PECO Energy Company, a Pennsylvania corporation (hereinafter called the Company), for value received, hereby promises to pay to The Bank of New York Trust Company, N.A. as trustee under the Trust Indenture dated as of March 1, 2008, of Delaware County Industrial Development Authority, $150,000,000 Dollars on December 1, 2012, at the office of The Bank of New York Trust Company, N.A.,                      Philadelphia, Pennsylvania                     , or at the corporate trust office of any paying agent appointed by the Company, in such coin or currency of the United States of America as at the time of payment shall constitute legal tender for the payment of public and private debts, and to pay interest (computed on the basis of a 360-day year of twelve 30-day months) thereon from any Interest Accrual Date (as hereinafter defined) until the end of each corresponding Interest Accrual Period (as hereinafter defined) at the rate of 4 percent per annum in like coin or currency, on June 1 and December 1 in each year until the Company’s obligation with respect to the payment of such principal shall have been discharged. Any interest which accrues during any Interest Accrual Period which has not been paid at the end of such Interest Accrual Period shall be paid on the next succeeding interest payment date.

The Company may fix a date, not more than fourteen calendar days prior to any interest payment date, as a record date for determining the registered holder of this bond entitled to such interest payment, in which case only the registered holder on such record date shall be entitled to receive such payment, notwithstanding any transfer of this bond upon the registration books subsequent to such record date.

This bond shall not be valid or become obligatory for any purpose unless it shall have been authenticated by the certificate of the Trustee under said Mortgage endorsed hereon.

The provisions of this bond are continued on the reverse hereof and such continued provisions shall for all purposes have the same effect as though fully set forth at this place.

 

11


IN WITNESS WHEREOF, PECO Energy Company has caused this instrument to be signed in its corporate name with the manual or facsimile signature of its President or a Vice President and its corporate seal to be impressed or a facsimile imprinted hereon, duly attested by the manual or facsimile signature of its Secretary or an Assistant Secretary.

Pointing dataset excerpts:
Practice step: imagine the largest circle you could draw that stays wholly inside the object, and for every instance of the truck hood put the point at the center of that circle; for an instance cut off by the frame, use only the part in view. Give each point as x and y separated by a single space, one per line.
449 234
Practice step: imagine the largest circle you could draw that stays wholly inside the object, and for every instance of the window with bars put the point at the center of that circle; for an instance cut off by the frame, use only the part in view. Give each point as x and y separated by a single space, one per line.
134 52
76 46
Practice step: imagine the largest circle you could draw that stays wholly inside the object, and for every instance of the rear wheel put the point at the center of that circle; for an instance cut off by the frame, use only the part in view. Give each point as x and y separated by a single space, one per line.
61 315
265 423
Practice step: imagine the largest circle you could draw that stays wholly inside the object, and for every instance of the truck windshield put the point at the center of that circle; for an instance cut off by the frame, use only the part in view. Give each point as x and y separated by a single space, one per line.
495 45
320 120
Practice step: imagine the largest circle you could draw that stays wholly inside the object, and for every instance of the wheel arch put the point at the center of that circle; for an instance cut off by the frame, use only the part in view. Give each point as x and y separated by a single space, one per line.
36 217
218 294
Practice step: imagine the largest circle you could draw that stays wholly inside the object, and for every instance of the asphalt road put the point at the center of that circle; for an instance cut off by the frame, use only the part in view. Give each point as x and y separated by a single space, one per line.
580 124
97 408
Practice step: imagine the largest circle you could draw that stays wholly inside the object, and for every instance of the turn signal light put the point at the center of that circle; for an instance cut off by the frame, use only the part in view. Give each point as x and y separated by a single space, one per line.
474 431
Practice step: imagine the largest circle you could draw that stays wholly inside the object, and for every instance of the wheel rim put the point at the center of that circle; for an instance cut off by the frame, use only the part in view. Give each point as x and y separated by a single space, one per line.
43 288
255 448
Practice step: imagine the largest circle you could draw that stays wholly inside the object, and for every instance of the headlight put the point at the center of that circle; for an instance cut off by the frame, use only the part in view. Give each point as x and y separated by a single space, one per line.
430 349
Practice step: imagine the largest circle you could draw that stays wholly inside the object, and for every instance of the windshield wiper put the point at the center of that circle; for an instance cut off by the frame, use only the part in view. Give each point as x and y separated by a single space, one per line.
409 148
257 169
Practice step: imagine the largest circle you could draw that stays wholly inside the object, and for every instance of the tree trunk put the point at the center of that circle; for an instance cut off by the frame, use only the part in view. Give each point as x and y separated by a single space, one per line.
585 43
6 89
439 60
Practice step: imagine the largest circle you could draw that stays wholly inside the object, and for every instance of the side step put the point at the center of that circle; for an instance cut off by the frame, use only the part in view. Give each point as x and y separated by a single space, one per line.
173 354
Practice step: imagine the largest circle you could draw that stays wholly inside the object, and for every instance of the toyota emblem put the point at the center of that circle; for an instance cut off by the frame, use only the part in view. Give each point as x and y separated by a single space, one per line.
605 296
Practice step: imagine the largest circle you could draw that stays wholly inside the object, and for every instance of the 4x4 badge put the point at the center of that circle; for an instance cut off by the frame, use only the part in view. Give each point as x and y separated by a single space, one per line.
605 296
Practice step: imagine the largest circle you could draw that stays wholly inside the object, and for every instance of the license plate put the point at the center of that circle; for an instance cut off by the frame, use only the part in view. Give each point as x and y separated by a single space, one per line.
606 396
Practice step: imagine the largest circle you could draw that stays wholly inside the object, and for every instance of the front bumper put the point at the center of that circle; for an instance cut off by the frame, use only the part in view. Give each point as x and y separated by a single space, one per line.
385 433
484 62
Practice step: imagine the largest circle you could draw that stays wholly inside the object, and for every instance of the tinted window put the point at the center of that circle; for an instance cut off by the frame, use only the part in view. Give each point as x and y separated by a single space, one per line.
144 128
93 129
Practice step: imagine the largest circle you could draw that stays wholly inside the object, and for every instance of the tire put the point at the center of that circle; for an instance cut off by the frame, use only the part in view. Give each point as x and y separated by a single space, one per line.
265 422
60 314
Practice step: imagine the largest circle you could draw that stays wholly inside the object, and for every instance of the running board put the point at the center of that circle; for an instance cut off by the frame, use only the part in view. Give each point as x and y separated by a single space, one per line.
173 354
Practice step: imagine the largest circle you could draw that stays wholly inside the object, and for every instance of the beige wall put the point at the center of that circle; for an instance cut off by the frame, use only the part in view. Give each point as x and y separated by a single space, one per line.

● **Tasks to perform**
#1 Answer these questions from the bond text:
(a) At what annual rate does the bond bear interest?
(b) At most how many calendar days before an interest payment date may the Company fix a record date?
(c) What must be endorsed on the bond before it becomes valid?
#2 Resume the bond text after its final sentence, adding a short passage in the same formal style.

● **Responses per task**
#1
(a) 4 percent per annum.
(b) Fourteen calendar days.
(c) The certificate of the Trustee under said Mortgage.

#2
Dated:

 

PECO ENERGY COMPANY
By    
  President or Vice President

(SEAL)

 

Attest    
  Secretary or Assistant Secretary

 

12


(Form of Reverse of Bond)

PECO ENERGY COMPANY

First and Refunding Mortgage Bond,

Pollution Control Series N,

(Delaware County Industrial Development Authority)

(CONTINUED)

This bond is one of a duly authorized issue of bonds of the Company, unlimited as to amount except as provided in the Mortgage hereinafter mentioned or in any indenture supplemental thereto, and is one of a series of said bonds known as First and Refunding Mortgage Bonds, Pollution Control Series N (Delaware County Industrial Development Authority). This bond and all other bonds of said issue are issued and to be issued under and pursuant to and are all secured equally and ratably by an indenture of mortgage and deed of trust dated May 1, 1923, duly executed and delivered by The Counties Gas and Electric Company (to which the Company is successor) to Fidelity Trust Company, as Trustee (to which U.S. Bank National Association, a national banking association organized and existing under the laws of the United States of America, is successor Trustee), as amended, modified or supplemented by certain supplemental indentures from the Company or its predecessors to said successor Trustee or its predecessors, said mortgage, as so amended, modified or supplemented being herein called the Mortgage. Reference is hereby made to the Mortgage for a statement of the property mortgaged and pledged, the nature and extent of the security, the rights of the holders of said bonds and of the Trustee in respect of such security, the rights, duties and immunities of the Trustee, and the terms and conditions upon which said bonds are and are to be secured, and the circumstances under which additional bonds may be issued.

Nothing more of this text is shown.